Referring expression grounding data
+++

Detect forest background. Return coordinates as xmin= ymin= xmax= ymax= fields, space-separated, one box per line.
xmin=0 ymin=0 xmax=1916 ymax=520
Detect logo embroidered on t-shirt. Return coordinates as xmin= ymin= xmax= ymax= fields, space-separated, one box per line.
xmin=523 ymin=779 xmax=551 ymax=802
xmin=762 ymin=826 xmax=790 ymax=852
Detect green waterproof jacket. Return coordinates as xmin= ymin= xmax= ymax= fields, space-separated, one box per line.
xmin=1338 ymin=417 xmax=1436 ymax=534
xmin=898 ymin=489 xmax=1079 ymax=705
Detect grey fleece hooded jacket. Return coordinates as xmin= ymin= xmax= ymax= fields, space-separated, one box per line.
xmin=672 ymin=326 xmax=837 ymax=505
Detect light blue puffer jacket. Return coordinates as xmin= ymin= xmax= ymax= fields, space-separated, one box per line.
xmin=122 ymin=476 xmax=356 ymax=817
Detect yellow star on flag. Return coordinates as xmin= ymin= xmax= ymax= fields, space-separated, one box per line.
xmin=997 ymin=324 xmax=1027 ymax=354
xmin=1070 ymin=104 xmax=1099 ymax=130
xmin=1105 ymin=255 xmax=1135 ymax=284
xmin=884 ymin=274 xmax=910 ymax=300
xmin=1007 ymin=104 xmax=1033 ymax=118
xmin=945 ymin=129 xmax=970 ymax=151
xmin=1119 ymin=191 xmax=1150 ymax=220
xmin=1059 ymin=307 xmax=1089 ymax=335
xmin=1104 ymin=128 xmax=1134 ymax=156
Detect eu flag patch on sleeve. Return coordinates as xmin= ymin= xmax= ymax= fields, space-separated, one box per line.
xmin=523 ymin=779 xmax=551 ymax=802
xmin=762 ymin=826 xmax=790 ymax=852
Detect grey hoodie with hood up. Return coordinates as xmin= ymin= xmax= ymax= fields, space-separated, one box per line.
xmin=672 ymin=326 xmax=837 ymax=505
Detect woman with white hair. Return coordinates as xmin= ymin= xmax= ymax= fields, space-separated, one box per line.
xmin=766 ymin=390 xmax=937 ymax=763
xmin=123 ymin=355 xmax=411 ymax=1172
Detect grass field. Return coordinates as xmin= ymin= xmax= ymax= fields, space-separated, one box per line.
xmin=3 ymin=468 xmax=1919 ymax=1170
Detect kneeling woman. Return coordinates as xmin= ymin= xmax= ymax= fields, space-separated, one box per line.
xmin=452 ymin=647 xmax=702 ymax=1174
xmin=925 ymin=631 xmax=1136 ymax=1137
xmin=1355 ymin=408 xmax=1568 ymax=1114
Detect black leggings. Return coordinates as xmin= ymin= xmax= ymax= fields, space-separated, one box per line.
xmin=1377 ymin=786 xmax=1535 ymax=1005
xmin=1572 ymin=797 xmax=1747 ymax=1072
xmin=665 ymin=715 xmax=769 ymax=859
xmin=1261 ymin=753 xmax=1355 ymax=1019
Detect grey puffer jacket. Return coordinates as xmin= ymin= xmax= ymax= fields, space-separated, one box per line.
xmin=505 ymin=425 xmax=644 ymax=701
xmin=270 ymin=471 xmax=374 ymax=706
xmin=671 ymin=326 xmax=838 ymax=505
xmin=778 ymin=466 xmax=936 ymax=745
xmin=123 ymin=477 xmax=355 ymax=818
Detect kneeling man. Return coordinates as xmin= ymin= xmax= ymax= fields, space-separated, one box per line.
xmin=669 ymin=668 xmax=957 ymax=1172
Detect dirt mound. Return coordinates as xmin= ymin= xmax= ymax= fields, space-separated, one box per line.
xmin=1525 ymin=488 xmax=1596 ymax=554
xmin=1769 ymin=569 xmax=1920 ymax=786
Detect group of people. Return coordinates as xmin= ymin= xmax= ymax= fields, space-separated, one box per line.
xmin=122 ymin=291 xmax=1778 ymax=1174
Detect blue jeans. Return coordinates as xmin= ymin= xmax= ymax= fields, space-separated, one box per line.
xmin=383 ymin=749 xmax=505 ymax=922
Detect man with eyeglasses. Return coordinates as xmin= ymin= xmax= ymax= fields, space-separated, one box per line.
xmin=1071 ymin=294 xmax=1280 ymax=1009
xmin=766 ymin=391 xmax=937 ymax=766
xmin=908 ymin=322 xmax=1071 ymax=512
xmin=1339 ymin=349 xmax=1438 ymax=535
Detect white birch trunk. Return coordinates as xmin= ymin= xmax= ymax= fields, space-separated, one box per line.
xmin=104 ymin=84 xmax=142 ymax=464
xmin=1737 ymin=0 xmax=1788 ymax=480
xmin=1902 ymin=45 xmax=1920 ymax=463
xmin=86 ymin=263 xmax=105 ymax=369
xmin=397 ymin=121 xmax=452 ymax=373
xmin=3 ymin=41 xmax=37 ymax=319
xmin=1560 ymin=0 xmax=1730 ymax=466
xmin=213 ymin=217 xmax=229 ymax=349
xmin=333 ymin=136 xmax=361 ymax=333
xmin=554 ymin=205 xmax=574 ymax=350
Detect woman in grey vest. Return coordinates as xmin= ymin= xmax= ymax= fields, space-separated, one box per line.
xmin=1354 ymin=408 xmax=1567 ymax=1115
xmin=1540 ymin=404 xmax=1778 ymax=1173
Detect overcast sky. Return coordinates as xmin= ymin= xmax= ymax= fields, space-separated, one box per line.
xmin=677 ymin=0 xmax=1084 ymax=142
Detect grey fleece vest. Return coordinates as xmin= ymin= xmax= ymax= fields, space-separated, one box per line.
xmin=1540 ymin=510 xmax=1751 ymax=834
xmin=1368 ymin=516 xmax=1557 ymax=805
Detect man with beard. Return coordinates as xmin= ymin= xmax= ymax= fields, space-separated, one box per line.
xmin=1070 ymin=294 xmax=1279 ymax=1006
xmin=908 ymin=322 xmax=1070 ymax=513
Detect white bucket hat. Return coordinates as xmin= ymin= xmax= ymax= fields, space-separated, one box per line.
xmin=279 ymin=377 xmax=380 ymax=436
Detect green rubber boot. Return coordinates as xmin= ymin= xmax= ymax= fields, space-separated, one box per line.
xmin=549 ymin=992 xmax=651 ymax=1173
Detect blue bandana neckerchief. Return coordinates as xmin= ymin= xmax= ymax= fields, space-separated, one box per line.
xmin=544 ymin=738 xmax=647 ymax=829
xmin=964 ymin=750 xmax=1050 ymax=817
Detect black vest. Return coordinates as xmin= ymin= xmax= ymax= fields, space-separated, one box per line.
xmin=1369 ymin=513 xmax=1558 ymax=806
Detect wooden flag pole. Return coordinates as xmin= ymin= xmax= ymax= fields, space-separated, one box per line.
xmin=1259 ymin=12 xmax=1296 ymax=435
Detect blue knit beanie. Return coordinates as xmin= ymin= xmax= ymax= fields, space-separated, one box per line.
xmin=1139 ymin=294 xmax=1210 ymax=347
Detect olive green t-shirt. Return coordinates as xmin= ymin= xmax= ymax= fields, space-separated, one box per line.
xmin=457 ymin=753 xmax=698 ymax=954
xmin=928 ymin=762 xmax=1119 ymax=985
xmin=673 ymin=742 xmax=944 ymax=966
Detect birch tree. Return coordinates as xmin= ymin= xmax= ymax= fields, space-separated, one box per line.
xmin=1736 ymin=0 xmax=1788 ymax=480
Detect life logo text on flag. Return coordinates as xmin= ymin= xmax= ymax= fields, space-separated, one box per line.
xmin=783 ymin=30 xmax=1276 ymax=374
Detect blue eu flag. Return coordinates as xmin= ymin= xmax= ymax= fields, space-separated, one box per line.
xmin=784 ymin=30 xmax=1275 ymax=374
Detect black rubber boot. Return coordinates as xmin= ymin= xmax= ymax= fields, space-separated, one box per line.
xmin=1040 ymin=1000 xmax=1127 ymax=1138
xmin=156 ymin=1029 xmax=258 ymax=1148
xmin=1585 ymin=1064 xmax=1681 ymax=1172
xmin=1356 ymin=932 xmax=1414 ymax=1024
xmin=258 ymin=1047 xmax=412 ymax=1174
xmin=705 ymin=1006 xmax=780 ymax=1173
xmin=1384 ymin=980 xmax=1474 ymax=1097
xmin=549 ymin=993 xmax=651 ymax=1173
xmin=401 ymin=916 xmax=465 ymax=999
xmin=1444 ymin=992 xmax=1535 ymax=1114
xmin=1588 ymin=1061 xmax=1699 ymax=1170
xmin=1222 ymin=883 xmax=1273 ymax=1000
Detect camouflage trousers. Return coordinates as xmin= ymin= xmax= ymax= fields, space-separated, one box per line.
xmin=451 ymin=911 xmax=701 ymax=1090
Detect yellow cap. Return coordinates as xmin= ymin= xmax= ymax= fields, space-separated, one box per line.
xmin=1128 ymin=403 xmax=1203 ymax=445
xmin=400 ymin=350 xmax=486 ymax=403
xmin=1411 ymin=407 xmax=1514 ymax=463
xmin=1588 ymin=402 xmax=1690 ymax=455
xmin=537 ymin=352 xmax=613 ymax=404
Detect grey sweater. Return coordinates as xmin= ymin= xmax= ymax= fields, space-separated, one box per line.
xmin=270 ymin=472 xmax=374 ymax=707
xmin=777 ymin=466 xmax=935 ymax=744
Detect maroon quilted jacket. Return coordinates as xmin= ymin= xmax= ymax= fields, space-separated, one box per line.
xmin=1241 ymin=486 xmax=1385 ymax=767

+++

Exactly as written, copy the lines from the one containing "Detect camouflage trousers." to the end of the entries, both ends included.

» Answer below:
Detect camouflage trousers. Return coordinates as xmin= ymin= xmax= ymax= fields, space-separated, one box per line.
xmin=451 ymin=911 xmax=701 ymax=1090
Detect yellow cap. Return coordinates as xmin= ymin= xmax= ymax= fields, space-separated, one box per line.
xmin=1128 ymin=403 xmax=1203 ymax=445
xmin=400 ymin=350 xmax=486 ymax=403
xmin=1411 ymin=407 xmax=1514 ymax=463
xmin=1588 ymin=402 xmax=1690 ymax=455
xmin=537 ymin=352 xmax=613 ymax=404
Detect grey sweater. Return coordinates as xmin= ymin= xmax= ymax= fields, space-separated, one box per line.
xmin=270 ymin=472 xmax=374 ymax=707
xmin=777 ymin=466 xmax=935 ymax=744
Detect maroon quilted jacket. Return coordinates as xmin= ymin= xmax= ymax= fields, space-separated, one box per line.
xmin=1241 ymin=486 xmax=1385 ymax=767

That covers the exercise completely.